■ **Records**:
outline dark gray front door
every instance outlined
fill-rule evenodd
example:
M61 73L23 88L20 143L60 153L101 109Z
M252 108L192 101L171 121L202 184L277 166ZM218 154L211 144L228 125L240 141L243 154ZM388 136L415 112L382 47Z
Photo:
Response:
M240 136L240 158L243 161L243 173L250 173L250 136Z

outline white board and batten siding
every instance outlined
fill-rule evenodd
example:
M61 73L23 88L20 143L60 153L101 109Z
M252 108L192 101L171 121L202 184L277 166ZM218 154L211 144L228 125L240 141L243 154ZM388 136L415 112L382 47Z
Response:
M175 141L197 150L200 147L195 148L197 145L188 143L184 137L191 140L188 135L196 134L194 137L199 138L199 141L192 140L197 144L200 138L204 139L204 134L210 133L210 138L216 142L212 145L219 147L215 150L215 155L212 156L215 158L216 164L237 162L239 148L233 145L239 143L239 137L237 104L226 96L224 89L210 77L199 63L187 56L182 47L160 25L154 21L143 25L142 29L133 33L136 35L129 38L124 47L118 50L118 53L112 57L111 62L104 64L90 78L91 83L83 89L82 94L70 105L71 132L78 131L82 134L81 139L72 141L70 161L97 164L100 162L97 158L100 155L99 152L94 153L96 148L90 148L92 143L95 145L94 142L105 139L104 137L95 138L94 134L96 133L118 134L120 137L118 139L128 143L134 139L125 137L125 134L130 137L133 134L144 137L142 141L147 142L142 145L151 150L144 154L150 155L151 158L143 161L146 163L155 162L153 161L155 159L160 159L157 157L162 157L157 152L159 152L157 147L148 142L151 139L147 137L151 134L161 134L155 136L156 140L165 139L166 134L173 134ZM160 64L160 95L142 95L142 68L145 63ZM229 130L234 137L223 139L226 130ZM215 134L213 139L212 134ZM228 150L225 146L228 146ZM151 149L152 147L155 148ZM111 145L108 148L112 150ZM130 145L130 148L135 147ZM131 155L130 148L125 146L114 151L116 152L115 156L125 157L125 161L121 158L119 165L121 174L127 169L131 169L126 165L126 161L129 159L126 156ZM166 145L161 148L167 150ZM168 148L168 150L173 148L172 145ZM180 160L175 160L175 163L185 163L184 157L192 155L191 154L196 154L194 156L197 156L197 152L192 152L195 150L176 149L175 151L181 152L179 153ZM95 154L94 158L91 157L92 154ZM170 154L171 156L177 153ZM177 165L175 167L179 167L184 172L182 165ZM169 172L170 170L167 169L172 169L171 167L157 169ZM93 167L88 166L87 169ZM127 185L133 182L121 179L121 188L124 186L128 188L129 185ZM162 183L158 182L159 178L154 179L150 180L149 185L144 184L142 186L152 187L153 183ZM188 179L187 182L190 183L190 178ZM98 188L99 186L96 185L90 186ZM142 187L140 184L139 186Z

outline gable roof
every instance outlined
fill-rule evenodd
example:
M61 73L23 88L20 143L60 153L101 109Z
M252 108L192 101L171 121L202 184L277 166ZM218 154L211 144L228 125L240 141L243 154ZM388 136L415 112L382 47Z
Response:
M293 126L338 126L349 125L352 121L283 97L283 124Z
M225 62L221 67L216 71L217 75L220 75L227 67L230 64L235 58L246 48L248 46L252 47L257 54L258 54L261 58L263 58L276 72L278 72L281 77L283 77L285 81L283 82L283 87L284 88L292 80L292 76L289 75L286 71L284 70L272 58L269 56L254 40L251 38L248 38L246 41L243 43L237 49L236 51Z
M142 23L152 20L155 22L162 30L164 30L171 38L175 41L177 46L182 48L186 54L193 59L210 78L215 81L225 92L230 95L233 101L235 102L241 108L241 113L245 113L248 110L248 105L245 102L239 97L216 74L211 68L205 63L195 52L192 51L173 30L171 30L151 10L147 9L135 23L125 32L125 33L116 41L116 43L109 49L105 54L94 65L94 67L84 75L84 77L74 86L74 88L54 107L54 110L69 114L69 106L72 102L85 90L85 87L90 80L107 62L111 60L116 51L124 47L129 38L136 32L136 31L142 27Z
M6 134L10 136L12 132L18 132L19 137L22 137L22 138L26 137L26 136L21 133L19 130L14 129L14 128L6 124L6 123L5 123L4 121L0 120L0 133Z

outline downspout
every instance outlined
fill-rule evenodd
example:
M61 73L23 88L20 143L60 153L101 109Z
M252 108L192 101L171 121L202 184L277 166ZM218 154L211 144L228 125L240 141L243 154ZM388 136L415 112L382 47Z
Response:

■ **Exercise prompt**:
Copy out every line of the material above, character for character, with nothing altered.

■ **Answer to this exercise**:
outline dark gray front door
every instance outlined
fill-rule evenodd
example:
M61 73L23 88L20 143L60 153L101 109Z
M252 108L192 101L171 121L202 184L277 166ZM218 154L211 144L228 125L240 141L243 154ZM388 136L415 112L382 47Z
Photo:
Response:
M240 136L240 158L243 161L243 173L250 173L250 136Z

outline white board and batten siding
every instance outlined
fill-rule evenodd
example:
M61 73L23 88L20 143L60 153L101 109Z
M252 108L192 101L171 121L202 184L277 166ZM218 154L211 144L228 125L240 141L243 154ZM388 136L415 112L382 47Z
Response:
M175 141L197 150L200 147L195 148L197 145L188 143L184 137L191 140L188 135L196 134L194 137L199 138L199 141L192 140L197 144L200 138L204 139L204 134L210 133L210 138L216 142L212 145L219 147L215 150L215 155L212 156L215 158L216 164L237 162L239 148L233 145L239 143L239 137L237 104L226 96L224 89L210 77L199 63L187 56L182 47L160 25L154 21L143 25L142 29L133 33L136 35L129 38L124 47L118 50L118 53L112 57L111 62L104 64L90 78L91 83L83 89L82 94L70 105L71 132L78 131L82 134L81 139L72 141L70 161L97 164L100 162L97 158L100 155L99 152L94 153L96 148L90 148L92 143L95 145L94 142L105 139L104 137L95 138L94 134L96 133L118 134L120 137L118 139L128 143L134 139L125 137L125 134L130 137L133 134L144 137L142 141L147 142L142 145L151 150L144 154L150 155L151 158L143 161L146 163L155 162L153 161L155 159L160 159L157 157L162 157L157 152L159 152L157 147L148 142L151 139L147 137L151 134L161 134L155 136L156 140L165 139L166 134L173 134ZM160 64L160 95L142 95L142 68L145 63ZM229 130L234 137L223 139L226 130ZM215 134L213 139L212 134ZM228 150L225 146L228 146ZM151 149L152 147L155 148ZM111 145L108 148L112 150ZM130 145L130 148L135 147ZM131 155L130 148L125 146L114 151L116 152L115 156L125 157L125 161L121 158L119 165L121 174L127 169L131 169L126 165L126 161L129 159L126 156ZM166 145L161 148L167 150ZM168 148L168 150L173 148L172 145ZM180 160L175 160L175 163L185 163L184 157L192 155L191 154L196 154L194 156L197 156L197 152L192 152L195 150L176 149L175 151L181 152L179 153ZM95 154L94 158L91 157L92 154ZM170 154L171 156L177 153ZM177 165L175 167L179 167L184 172L182 165ZM169 172L170 170L167 169L172 169L171 167L157 169ZM93 167L88 166L87 169ZM127 185L133 182L121 179L121 188L124 186L128 188L129 185ZM162 183L158 182L159 178L154 179L150 180L149 185L144 184L142 186L152 187L153 183ZM188 179L187 182L190 183L190 178ZM98 188L99 186L96 185L90 186ZM142 187L140 184L139 186Z

outline gable roof
every instance outlined
fill-rule evenodd
example:
M61 73L23 88L20 143L60 153L101 109Z
M252 108L192 101L171 121L202 184L277 166ZM218 154L211 144L228 125L240 141L243 154ZM388 136L415 112L382 47Z
Response:
M293 126L338 126L349 125L352 121L283 97L283 124Z
M225 62L221 67L216 71L217 75L220 75L227 67L230 64L235 58L246 48L248 46L252 47L257 54L258 54L261 58L263 58L276 72L278 72L281 77L283 77L285 81L283 82L283 87L284 88L292 80L292 76L289 75L286 71L284 70L272 58L269 56L254 40L251 38L248 38L246 41L243 43L237 49L236 51Z
M142 23L152 20L155 22L162 30L164 30L171 38L175 41L177 46L182 48L186 54L193 59L210 78L215 81L225 92L230 95L233 101L235 102L241 108L241 113L245 113L248 110L248 105L245 102L239 97L216 74L211 68L205 63L195 52L192 51L173 30L171 30L151 10L147 9L135 23L125 32L125 33L116 41L116 43L109 49L105 54L94 65L94 67L84 75L84 77L74 86L74 88L54 107L54 110L69 114L69 106L72 102L85 90L85 87L90 80L107 62L111 60L116 51L124 47L129 38L136 32L136 31L142 27Z
M6 134L10 136L12 132L18 132L19 137L22 137L22 138L26 137L26 136L21 133L19 130L14 129L14 128L6 124L6 123L5 123L4 121L0 120L0 133Z

outline downspout
every instance outlined
fill-rule evenodd
example:
M61 73L23 88L20 143L60 153L101 109Z
M252 108L192 101L171 121L202 184L277 166ZM218 154L211 144L228 125L240 141L243 154ZM388 136L415 112L382 47Z
Response:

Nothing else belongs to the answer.